[Location labeling records]
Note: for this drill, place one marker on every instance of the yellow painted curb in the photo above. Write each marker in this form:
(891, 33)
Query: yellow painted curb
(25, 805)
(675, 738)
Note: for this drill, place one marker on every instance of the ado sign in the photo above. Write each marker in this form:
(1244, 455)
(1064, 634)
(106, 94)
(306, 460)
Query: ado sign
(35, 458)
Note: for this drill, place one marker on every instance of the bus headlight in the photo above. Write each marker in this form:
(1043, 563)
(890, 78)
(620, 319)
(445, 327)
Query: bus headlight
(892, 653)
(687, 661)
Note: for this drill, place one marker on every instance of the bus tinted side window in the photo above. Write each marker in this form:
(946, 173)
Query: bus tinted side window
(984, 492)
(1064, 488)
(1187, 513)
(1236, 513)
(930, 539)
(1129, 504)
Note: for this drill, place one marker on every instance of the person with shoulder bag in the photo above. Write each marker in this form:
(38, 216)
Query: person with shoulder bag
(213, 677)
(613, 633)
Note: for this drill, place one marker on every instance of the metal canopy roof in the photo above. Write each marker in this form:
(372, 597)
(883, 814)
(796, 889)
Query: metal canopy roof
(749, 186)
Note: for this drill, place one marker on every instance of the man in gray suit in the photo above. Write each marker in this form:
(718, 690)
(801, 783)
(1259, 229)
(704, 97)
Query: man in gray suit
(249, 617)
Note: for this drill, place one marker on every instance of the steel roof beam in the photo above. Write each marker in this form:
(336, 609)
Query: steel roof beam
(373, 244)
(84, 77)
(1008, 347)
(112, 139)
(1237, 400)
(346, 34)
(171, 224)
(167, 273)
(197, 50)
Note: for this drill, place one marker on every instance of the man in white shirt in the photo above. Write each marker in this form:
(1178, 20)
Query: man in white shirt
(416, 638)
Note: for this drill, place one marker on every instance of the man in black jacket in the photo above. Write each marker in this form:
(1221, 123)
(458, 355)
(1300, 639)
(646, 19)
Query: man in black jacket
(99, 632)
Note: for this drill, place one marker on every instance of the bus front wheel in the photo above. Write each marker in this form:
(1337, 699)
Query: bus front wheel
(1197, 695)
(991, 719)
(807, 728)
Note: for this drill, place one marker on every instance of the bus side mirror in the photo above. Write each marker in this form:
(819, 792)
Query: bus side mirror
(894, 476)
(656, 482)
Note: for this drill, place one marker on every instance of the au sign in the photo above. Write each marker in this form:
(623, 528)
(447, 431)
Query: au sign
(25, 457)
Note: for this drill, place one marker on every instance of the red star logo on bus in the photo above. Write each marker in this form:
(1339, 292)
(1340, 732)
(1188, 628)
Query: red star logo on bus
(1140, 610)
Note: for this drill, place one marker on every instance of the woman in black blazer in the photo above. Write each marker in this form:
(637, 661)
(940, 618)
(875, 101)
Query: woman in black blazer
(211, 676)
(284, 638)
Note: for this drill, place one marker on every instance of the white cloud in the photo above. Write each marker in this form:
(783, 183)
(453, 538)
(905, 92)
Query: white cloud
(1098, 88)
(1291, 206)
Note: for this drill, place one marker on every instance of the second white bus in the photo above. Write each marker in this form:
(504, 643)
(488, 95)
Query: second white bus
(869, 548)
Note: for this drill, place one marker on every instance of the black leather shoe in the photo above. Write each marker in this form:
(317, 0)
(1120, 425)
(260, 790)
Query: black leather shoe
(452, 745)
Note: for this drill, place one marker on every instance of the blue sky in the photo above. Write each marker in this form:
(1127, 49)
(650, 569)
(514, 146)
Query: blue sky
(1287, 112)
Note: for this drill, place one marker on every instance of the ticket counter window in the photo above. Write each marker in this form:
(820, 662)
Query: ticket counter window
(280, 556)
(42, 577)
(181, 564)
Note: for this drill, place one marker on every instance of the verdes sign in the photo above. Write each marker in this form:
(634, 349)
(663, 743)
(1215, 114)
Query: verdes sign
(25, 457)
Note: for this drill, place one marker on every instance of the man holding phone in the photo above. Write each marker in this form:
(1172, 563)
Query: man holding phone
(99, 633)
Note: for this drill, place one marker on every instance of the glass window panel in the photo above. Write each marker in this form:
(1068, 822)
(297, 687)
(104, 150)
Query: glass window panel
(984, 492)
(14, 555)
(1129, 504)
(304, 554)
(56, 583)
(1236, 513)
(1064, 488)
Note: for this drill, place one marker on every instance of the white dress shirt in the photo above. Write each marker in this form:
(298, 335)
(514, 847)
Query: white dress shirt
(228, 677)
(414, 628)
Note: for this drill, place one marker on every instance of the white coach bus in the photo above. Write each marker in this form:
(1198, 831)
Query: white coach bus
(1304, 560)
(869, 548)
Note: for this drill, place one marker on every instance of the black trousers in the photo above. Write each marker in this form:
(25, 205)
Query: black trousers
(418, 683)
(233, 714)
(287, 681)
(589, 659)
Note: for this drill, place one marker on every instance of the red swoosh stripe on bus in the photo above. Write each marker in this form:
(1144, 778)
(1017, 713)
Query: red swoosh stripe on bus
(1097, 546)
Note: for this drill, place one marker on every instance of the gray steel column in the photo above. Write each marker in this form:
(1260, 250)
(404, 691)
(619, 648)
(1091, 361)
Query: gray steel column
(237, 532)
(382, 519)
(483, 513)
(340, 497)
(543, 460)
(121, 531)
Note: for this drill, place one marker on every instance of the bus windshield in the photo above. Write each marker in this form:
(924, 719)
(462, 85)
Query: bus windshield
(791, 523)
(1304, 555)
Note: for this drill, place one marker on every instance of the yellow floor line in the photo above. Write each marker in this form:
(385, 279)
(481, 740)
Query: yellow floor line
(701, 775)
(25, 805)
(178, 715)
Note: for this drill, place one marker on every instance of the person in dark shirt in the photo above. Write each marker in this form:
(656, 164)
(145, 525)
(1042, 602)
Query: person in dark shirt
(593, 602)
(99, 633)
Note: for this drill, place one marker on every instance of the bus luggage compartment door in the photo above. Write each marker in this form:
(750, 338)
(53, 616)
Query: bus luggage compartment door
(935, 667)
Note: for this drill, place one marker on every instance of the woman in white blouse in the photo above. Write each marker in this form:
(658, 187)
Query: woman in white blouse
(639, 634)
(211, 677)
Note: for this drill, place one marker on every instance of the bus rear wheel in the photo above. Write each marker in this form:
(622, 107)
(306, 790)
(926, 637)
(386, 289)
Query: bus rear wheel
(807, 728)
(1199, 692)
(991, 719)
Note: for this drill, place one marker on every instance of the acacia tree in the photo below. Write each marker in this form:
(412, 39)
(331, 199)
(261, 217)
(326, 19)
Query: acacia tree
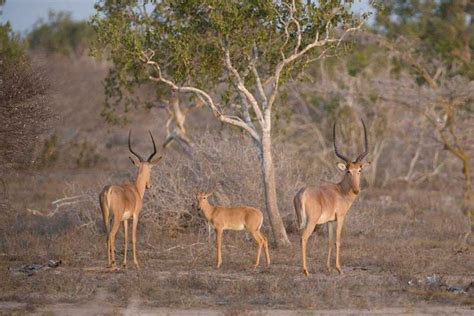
(231, 55)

THE PROBLEM — Without the pictures, write out the whole listing above exactly as it appears.

SOLVED EXERCISE —
Note: for this drill, place one marker on every instance of the yellow painted curb in the photo above. Write each marker in this form:
(891, 33)
Query: yellow painted curb
(25, 805)
(675, 738)
Note: for this drill, place one marker on every instance of the ado sign in the photo above. Write each marker in this form:
(1244, 455)
(1064, 634)
(106, 94)
(306, 460)
Query: ado sign
(35, 458)
Note: for this drill, place one marker on every instance of the bus headlight in the photo above. Write each marker in this form:
(1043, 563)
(890, 78)
(620, 319)
(445, 327)
Query: bus headlight
(892, 653)
(687, 661)
Note: for this drill, place one marker on every instance of the bus tinted side window in the photo above. Write each marker in this form:
(946, 173)
Query: bus tinted side window
(984, 492)
(1064, 488)
(1187, 513)
(1236, 513)
(930, 539)
(1129, 504)
Note: for this drill, place one marker on every instance of the person with shoulder bag in the photo above. Write each marker in this form:
(38, 216)
Query: person with shoulder bag
(213, 677)
(613, 633)
Note: for this drill, place one marker on every instance of the metal canopy roof in the photo above. Write each marker in this form:
(372, 597)
(883, 814)
(796, 889)
Query: metal canopy roof
(749, 186)
Note: for this drill, place one marker on every instance of the man in gray suit in the photo above. Write each marker in this form:
(718, 690)
(801, 783)
(1259, 229)
(704, 97)
Query: man in gray suit
(249, 617)
Note: for this drill, place one marker on every instance of the steel roof beam in the photo above. Write each marker in this form:
(336, 609)
Query: steel roof beam
(373, 244)
(84, 77)
(1008, 347)
(112, 139)
(1237, 400)
(346, 34)
(171, 224)
(167, 273)
(197, 50)
Note: for this drill, place one marker on every instance of the man in white shirt in the photo above. Write each marker in this form:
(1178, 20)
Query: man in white shirt
(416, 638)
Note: for this drill, place one marker on every instance of the man in black jacket in the photo above. Write each marker in this form:
(1221, 123)
(458, 355)
(1300, 639)
(646, 19)
Query: man in black jacket
(99, 632)
Note: for this drill, place one marker on every instance of the bus front wheel in the photo above. Write each marker in this form:
(1337, 699)
Query: bus front wheel
(1197, 695)
(991, 719)
(807, 728)
Note: for this drill, place one marker on every instance of the bus side mirror in the photo above. Write each marker in this form:
(819, 792)
Query: bus side mirror
(894, 476)
(656, 482)
Note: for this drill, place one marker on every instance of the au sign in the photo above. Write each marker in this form:
(623, 528)
(447, 431)
Query: au sign
(25, 457)
Note: for this drill, place one marker on every instance of the red star logo on bus in the photo above. Write each marker in this form:
(1339, 292)
(1340, 732)
(1188, 628)
Query: red star logo on bus
(1140, 610)
Note: for this drill, place one marker on every instance of the woman in black blazer in the photo above. Write each marker in this form:
(637, 661)
(940, 618)
(875, 101)
Query: woman in black blazer
(211, 676)
(284, 638)
Note: for this drill, place one marker on every instance of the white cloud in the photo above. Write each marker in this form:
(783, 183)
(453, 538)
(905, 92)
Query: white cloud
(1098, 88)
(1291, 206)
Note: for this drill, place one marker on every instance of the second white bus in the photo above. Write each marker in this form:
(504, 643)
(488, 95)
Query: second white bus
(869, 548)
Note: for this drill, place one marker on every instance of the black leather shoe in the photo above. Write each marker in this form:
(317, 0)
(1120, 425)
(260, 790)
Query: black leather shoe
(452, 745)
Note: for this drill, place one marker on every instance of the blue sky in the photo above. Write each marker in this form:
(1127, 49)
(650, 569)
(514, 146)
Query: blue sky
(1287, 112)
Note: for this drill, place one marker on every instance of the ticket counter window in the photo above. Write each marker in this form:
(820, 662)
Query: ticket counter window
(280, 556)
(42, 577)
(181, 564)
Note: for this drill, place one marker on every instance of the verdes sign in the photo above. Write each marker in this form:
(634, 349)
(663, 743)
(1215, 114)
Query: verdes sign
(25, 457)
Note: for this drill, place one marker on every instance of the man holding phone in the photo above. Write each marker in this form:
(1172, 563)
Query: man holding phone
(99, 633)
Note: for this drill, place one marker on every instance of the glass window panel in the photo above. Write each marker in this form:
(1068, 822)
(297, 687)
(104, 150)
Query: glass window panel
(984, 492)
(14, 555)
(1129, 504)
(304, 554)
(56, 583)
(1236, 513)
(1064, 488)
Note: for this drill, place one marker on every instance of the white dress shirt in the photo above. Write each marker in this form:
(298, 335)
(514, 847)
Query: white dress shirt
(228, 677)
(414, 628)
Note: for this drill, place one marker on every instance of the white coach bus in the photo above. Write each marker in this form:
(1198, 831)
Query: white coach bus
(1304, 560)
(869, 548)
Note: for this drill, place one marker on every instance of the black trousers in the photo above. Write each marker in this form:
(25, 205)
Query: black trousers
(418, 683)
(233, 714)
(287, 681)
(589, 659)
Note: for this drill, place one marker on every instance of the red swoosh stripe on bus in the photo above. Write each marker in this form:
(1144, 778)
(1017, 713)
Query: red swoosh stripe on bus
(1097, 546)
Note: for this drill, place one marker on every instance of the gray steel column in the photo above. Write each marker in this form:
(1260, 250)
(404, 691)
(619, 648)
(1091, 361)
Query: gray steel column
(237, 532)
(382, 519)
(483, 513)
(340, 497)
(543, 460)
(121, 531)
Note: for this drill, place one marker on every instance of the bus windshield in the photo above. Write each marker in this form:
(924, 719)
(462, 85)
Query: bus windshield
(791, 523)
(1304, 555)
Note: for this drill, place one marker on every instance of the yellow floor line in the photo above. Write each marker in this form:
(385, 279)
(481, 740)
Query: yellow floor line
(701, 775)
(25, 805)
(178, 715)
Note: for this drill, place one marker on every instance of the person in dark shirt in the photo above. Write each marker in this form:
(656, 164)
(145, 525)
(1042, 602)
Query: person in dark shirt
(593, 602)
(99, 633)
Note: for this drill, place one marker on every instance of the bus luggage compartment door in the photo above. Write each marker in this form:
(750, 338)
(53, 616)
Query: bus luggage compartment door
(935, 667)
Note: for this drill, place one marker on every instance of the woman in white blouse in the photo above. Write each marker in this form:
(658, 187)
Query: woman in white blouse
(639, 634)
(211, 677)
Note: for this drill, place one marker on every instance of the bus rear wheel in the photo above. Write each marker in this form:
(622, 107)
(306, 790)
(926, 637)
(386, 289)
Query: bus rear wheel
(807, 728)
(1199, 692)
(991, 719)
Note: for this drill, place one marker on every instance of the acacia tree in the photo below. Write each marker in this form:
(412, 39)
(331, 199)
(261, 217)
(326, 19)
Query: acacia tree
(231, 55)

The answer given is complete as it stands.